◆ **Recorded data**:
★ ★ ★ ★

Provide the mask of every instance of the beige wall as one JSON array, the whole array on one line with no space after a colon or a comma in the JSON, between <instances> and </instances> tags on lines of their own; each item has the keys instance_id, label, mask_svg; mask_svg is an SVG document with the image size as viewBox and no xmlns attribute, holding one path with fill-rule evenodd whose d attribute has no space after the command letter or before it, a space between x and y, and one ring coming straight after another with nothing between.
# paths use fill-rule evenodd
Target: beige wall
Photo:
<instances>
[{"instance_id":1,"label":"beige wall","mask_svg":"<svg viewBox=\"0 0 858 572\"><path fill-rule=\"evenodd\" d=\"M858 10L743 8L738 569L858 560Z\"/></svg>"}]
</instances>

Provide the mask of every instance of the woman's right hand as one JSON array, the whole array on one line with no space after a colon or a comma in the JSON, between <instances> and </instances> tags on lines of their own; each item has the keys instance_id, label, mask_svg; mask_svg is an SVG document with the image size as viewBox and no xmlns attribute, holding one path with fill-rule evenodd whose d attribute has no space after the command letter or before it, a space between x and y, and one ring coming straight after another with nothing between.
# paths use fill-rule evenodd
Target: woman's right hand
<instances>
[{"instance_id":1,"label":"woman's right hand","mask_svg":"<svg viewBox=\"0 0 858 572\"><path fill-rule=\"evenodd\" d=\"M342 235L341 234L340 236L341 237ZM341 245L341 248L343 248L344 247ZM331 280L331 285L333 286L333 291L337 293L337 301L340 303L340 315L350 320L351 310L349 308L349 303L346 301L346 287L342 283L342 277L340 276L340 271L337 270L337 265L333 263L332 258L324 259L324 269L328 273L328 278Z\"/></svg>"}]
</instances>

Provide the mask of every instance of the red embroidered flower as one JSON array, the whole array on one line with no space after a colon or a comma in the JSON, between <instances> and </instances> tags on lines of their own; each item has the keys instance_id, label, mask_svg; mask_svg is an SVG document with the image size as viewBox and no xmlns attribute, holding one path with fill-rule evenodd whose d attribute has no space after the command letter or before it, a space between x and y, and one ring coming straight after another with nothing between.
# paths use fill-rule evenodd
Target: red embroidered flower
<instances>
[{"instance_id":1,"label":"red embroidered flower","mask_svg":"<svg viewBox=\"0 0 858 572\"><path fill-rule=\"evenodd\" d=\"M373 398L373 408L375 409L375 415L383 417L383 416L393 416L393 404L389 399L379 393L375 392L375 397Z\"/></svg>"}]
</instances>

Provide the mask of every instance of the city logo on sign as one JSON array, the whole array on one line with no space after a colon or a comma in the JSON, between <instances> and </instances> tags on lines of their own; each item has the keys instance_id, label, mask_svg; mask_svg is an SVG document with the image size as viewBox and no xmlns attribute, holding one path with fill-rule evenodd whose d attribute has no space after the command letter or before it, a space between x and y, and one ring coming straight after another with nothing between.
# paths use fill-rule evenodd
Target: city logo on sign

★ ★ ★ ★

Copy every one of the records above, word for word.

◆ **Response to this exercise**:
Provide the mask of every instance of the beige wall as one JSON array, the whole array on one line with no space after a colon or a comma in the JSON, between <instances> and </instances> tags on lines of their own; each item has the keys instance_id, label, mask_svg; mask_svg is an SVG document with the image size as viewBox and no xmlns attribute, holding one path with fill-rule evenodd whose d attribute has no space after the command letter or before it, a space between x and y, and one ring coming straight after another with nothing between.
# paths use fill-rule evenodd
Target: beige wall
Photo:
<instances>
[{"instance_id":1,"label":"beige wall","mask_svg":"<svg viewBox=\"0 0 858 572\"><path fill-rule=\"evenodd\" d=\"M858 10L743 8L738 569L858 560Z\"/></svg>"}]
</instances>

Provide the mask of every instance of the woman's right hand as one JSON array, the whole array on one line with no space after a colon or a comma in the JSON, between <instances> and </instances> tags on lines of their own; each item has the keys instance_id, label, mask_svg; mask_svg is an SVG document with the image size as viewBox and no xmlns attribute, holding one path with fill-rule evenodd whose d attribute has no space after the command letter or before it, a space between x and y, and one ring coming straight after another with nothing between.
# paths use fill-rule evenodd
Target: woman's right hand
<instances>
[{"instance_id":1,"label":"woman's right hand","mask_svg":"<svg viewBox=\"0 0 858 572\"><path fill-rule=\"evenodd\" d=\"M342 235L341 234L340 236L341 237ZM341 245L341 248L343 248L344 247ZM331 280L331 285L333 286L333 291L337 293L337 301L340 303L340 315L350 320L351 310L349 308L349 303L346 301L346 287L342 283L342 277L340 276L340 271L337 270L337 265L333 263L332 258L324 259L324 269L328 273L328 278Z\"/></svg>"}]
</instances>

Provide the mask of every instance of the red embroidered flower as one JSON array, the whole array on one line with no space after a colon or a comma in the JSON, between <instances> and </instances> tags on lines of their own; each item has the keys instance_id, label, mask_svg; mask_svg is an SVG document with the image size as viewBox and no xmlns attribute, holding one path with fill-rule evenodd whose d attribute has no space after the command letter or before it, a space between x and y, and one ring coming straight after another with nothing between.
# paths use fill-rule evenodd
Target: red embroidered flower
<instances>
[{"instance_id":1,"label":"red embroidered flower","mask_svg":"<svg viewBox=\"0 0 858 572\"><path fill-rule=\"evenodd\" d=\"M373 398L373 408L375 409L375 415L383 417L383 416L393 416L393 404L389 399L379 393L375 392L375 397Z\"/></svg>"}]
</instances>

Provide the mask of every instance of the city logo on sign as one JSON array, the whole array on one line with no space after a colon or a comma in the JSON, between <instances> and </instances> tags on lines of their own; each item has the keys instance_id, label, mask_svg; mask_svg is an SVG document with the image size as viewBox and no xmlns attribute, holding one path with fill-rule evenodd whose d attribute has no space after the command letter or before it, a space between x and y, and one ring coming straight after another with nothing between.
# paths use fill-rule evenodd
Target: city logo on sign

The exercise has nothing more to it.